Фрагмент текста:
• • •

Кот, печь с теплой лежанкой, яблоневый сад, ходики, герань, скрипнувшая половица; огород, колодец — вот приметы этого дома; русский пейзаж, простор, открытый ветру, река с полуразрушенной церковью на берегу — ориентиры духовного дома, русской цивилизации и культуры. Дом превращается в корабль, и в остров, и даже в само море, все вместе, — и вот уже здесь умещается не только отечество, но Европа; павловопосадский дом — это античность, детство мира.

Этот дом для меня, этот двор,

этот сад-огород

как Эгейское море, наверно,

и Крит для Гомера:

колыбель, и очаг, и судьба,

и последний оплот,

переплывшая в шторм

на обглоданных веслах триера.

У избы-дома сгнили нижние венцы. В подпол, где хранится вечная спасительница картошка, заливает вода. Все это — обычные заботы и тревоги посадских; но одновременно вода эта — не та ли самая, в которую погрузился град Китеж?

Олег Чухонцев родился в день так называемого женского праздника, — и поэтому никогда не любил дня своего рождения. Семи лет от роду мальчик был отдан в школу для дефективных (логика родителей была проста — ближе к дому) — можно представить себе всю степень “привязанности” к такой школе. После школы учился в педагогическом институте, сплошь женском — опять одиночество.

• • •

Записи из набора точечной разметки
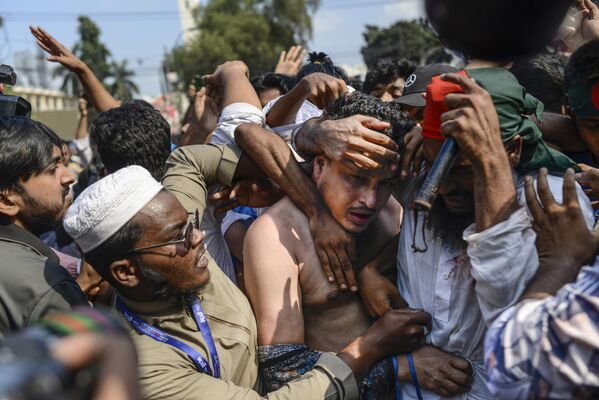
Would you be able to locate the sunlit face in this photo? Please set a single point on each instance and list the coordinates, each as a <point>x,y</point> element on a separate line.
<point>390,91</point>
<point>163,220</point>
<point>46,196</point>
<point>588,129</point>
<point>353,195</point>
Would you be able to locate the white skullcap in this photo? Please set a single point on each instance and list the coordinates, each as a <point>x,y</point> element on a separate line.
<point>104,207</point>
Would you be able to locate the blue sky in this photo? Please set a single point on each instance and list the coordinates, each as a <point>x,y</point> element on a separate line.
<point>338,27</point>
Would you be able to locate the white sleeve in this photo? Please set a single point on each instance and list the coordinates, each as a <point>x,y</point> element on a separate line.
<point>231,117</point>
<point>504,259</point>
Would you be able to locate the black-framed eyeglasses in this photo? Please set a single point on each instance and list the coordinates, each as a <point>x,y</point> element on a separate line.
<point>182,245</point>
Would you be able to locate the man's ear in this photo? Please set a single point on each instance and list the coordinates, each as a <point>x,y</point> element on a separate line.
<point>124,273</point>
<point>514,150</point>
<point>318,167</point>
<point>9,203</point>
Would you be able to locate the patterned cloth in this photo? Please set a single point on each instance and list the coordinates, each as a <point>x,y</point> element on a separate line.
<point>282,363</point>
<point>548,349</point>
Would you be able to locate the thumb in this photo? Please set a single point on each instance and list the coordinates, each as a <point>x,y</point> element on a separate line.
<point>394,298</point>
<point>373,123</point>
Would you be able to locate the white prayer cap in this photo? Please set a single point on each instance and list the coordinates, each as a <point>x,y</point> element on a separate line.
<point>104,207</point>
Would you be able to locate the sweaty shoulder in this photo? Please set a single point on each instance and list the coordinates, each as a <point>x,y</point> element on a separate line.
<point>285,221</point>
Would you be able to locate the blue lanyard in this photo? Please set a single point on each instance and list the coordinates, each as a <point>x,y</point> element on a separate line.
<point>198,313</point>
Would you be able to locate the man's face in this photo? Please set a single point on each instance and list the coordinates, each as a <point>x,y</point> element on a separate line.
<point>389,91</point>
<point>457,190</point>
<point>588,128</point>
<point>170,272</point>
<point>353,195</point>
<point>46,196</point>
<point>268,94</point>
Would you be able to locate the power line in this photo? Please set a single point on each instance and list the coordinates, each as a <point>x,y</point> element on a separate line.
<point>126,16</point>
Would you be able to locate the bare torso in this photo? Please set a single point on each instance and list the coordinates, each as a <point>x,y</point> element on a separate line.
<point>332,318</point>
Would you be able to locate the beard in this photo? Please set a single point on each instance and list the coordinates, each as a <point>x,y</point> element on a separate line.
<point>162,289</point>
<point>448,227</point>
<point>41,217</point>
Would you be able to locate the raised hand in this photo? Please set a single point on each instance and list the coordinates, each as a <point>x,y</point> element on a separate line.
<point>472,120</point>
<point>356,139</point>
<point>290,61</point>
<point>581,24</point>
<point>82,106</point>
<point>563,238</point>
<point>439,372</point>
<point>589,180</point>
<point>322,89</point>
<point>412,157</point>
<point>58,53</point>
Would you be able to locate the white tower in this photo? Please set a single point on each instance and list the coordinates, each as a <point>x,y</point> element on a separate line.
<point>186,10</point>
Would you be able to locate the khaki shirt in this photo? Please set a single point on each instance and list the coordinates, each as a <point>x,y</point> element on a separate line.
<point>168,373</point>
<point>32,283</point>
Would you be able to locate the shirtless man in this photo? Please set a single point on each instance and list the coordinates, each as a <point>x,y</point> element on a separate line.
<point>294,302</point>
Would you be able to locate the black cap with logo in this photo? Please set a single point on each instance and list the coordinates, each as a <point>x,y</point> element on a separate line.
<point>417,82</point>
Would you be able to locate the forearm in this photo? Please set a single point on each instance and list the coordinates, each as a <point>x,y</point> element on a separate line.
<point>305,139</point>
<point>283,112</point>
<point>494,191</point>
<point>81,131</point>
<point>100,97</point>
<point>238,89</point>
<point>274,157</point>
<point>195,135</point>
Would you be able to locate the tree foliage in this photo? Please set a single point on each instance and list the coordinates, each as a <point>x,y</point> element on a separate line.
<point>412,40</point>
<point>255,31</point>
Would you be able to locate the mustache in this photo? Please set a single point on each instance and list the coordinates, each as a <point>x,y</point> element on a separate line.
<point>362,209</point>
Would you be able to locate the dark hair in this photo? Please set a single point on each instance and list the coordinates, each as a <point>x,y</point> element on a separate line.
<point>387,70</point>
<point>114,248</point>
<point>542,76</point>
<point>271,80</point>
<point>583,65</point>
<point>321,62</point>
<point>26,148</point>
<point>365,104</point>
<point>132,134</point>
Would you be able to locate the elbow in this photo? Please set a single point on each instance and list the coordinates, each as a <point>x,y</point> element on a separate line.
<point>242,132</point>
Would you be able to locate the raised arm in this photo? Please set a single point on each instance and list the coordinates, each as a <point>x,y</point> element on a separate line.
<point>231,81</point>
<point>99,96</point>
<point>81,131</point>
<point>472,121</point>
<point>564,242</point>
<point>320,89</point>
<point>272,283</point>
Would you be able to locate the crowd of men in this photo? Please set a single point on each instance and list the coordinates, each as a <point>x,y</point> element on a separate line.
<point>272,248</point>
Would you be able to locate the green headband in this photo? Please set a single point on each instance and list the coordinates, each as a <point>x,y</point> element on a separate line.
<point>584,99</point>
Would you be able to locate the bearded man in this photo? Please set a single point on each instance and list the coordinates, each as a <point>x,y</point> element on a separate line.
<point>34,196</point>
<point>474,254</point>
<point>194,330</point>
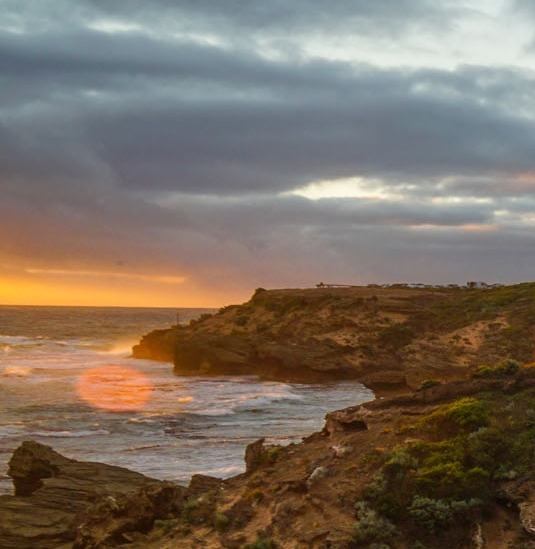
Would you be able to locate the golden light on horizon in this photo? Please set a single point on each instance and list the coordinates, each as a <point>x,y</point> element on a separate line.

• • •

Задания:
(a) Опираясь на фрагмент текста, объясните в одной–трех фразах, почему семилетнего мальчика отдали в школу для дефективных.
(b) Выпишите из фрагмента текста дословно часть, которая открывается словами, содержащими «Олег Чухонцев родился», и завершается словами «женском — опять одиночество.».

Разбор решений:
(a) Родители рассуждали просто: эта школа находилась ближе к дому. Поэтому семилетнего мальчика отдали именно туда.

(b)
Олег Чухонцев родился в день так называемого женского праздника, — и поэтому никогда не любил дня своего рождения. Семи лет от роду мальчик был отдан в школу для дефективных (логика родителей была проста — ближе к дому) — можно представить себе всю степень “привязанности” к такой школе. После школы учился в педагогическом институте, сплошь женском — опять одиночество.